======== STUDY TEXT
As the CEO of Byte Back, she’s helping countless adult learners reimagine their career paths — and achieve long-term professional success
“I was the first in my family to go to college,” says Elizabeth Lindsey, Chief Executive Officer at Byte Back. “When I graduated I wasn’t sure what I wanted to do next — but I knew I wanted to give back.” Landing a job as an executive assistant at Maternity Care Coalition, a Philadelphia-based nonprofit, solidified that path. “I fell in love with the nonprofit sector. I was mentored by and shared experiences with an amazing team of women, and loved the idea of doing something differently every day.”
From there, Elizabeth says, her career path accelerated, with a clear-cut goal in mind: lead a dynamic nonprofit that connected with her passions and served its audience in a powerful way.
“I wanted to help people excel,” she explains. “I wanted others to have the same kinds of opportunities I’d been afforded — going to college, starting a career that was a real passion for me, having a comfortable life. For me, then, the next step was figuring out what, exactly, that looked like.”
Understanding the levers of power
For Elizabeth, that discovery meant taking a four-year “detour,” earning her Master of Public Administration in public affairs and urban and regional planning at Princeton. Here, she widened her view of the nonprofit sector, while building out her personal and professional network of fellow change makers and innovative leaders. After graduating, Elizabeth spent time working in government roles, at both the New Jersey State Department of Treasury and the District of Columbia Department of Employment Services.
“I got to see how the levers of power operate,” Elizabeth says. “That’s been helpful in my nonprofit career — knowing what’s happening on the government and regulatory side of things and how my teams can better tap into opportunities that exist.”
Realizing her nonprofit vision
Soon after, Elizabeth was approached about a unique nonprofit opportunity — one that aligned with her long-term vision. Former Princeton classmates approached Elizabeth about joining a then one-year-old nonprofit, Groundswell, which develops community solar projects and programs, with an eye on economic empowerment through clean energy. In 2011, she joined as Chief Operating Officer and, later, served as Interim Chief Executive Officer. Then, in 2015, Elizabeth came to Byte Back as Executive Director. In 2020, she was promoted to Chief Executive Officer. .
================
======== SOURCE DATA
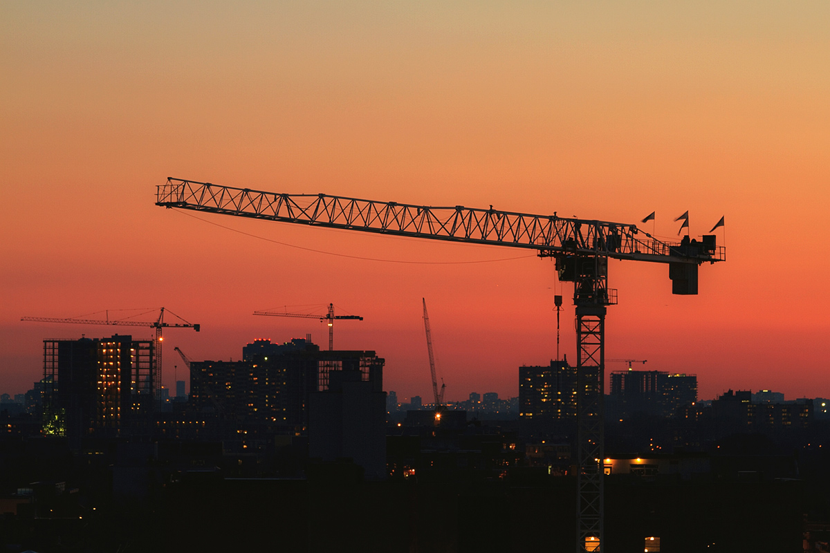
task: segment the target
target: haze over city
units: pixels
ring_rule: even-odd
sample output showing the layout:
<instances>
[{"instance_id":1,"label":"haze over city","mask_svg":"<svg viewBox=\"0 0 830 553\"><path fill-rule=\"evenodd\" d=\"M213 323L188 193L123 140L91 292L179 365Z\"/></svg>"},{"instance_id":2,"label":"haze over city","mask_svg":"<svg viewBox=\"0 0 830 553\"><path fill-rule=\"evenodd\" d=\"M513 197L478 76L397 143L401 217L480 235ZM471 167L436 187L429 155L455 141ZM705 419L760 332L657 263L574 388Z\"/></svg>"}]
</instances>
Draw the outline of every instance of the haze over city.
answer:
<instances>
[{"instance_id":1,"label":"haze over city","mask_svg":"<svg viewBox=\"0 0 830 553\"><path fill-rule=\"evenodd\" d=\"M573 288L532 251L165 210L167 177L276 192L466 206L713 234L727 261L673 296L611 261L606 356L727 389L830 395L830 6L526 2L296 6L6 2L0 391L42 377L43 340L150 329L22 323L164 306L195 359L327 328L258 309L334 303L339 349L430 395L518 393L574 358ZM655 211L653 222L641 220ZM113 312L110 312L113 313ZM130 332L132 331L132 332ZM623 365L608 367L608 371ZM178 377L184 369L178 364Z\"/></svg>"}]
</instances>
================
(TASK LIST):
1) Answer these questions about the profile of Elizabeth Lindsey:
(a) At which organization did she land a job as an executive assistant?
(b) Which degree did she earn at Princeton?
(c) In what year was she promoted to Chief Executive Officer at Byte Back?
2) Edit the profile of Elizabeth Lindsey: write out the passage starting with "From there, Elizabeth" and going on through "a powerful way.", and change "accelerated" to "sped up".

(ANSWERS GIVEN):
1)
(a) Maternity Care Coalition, a Philadelphia-based nonprofit
(b) A Master of Public Administration in public affairs and urban and regional planning
(c) 2020

2)
From there, Elizabeth says, her career path sped up, with a clear-cut goal in mind: lead a dynamic nonprofit that connected with her passions and served its audience in a powerful way.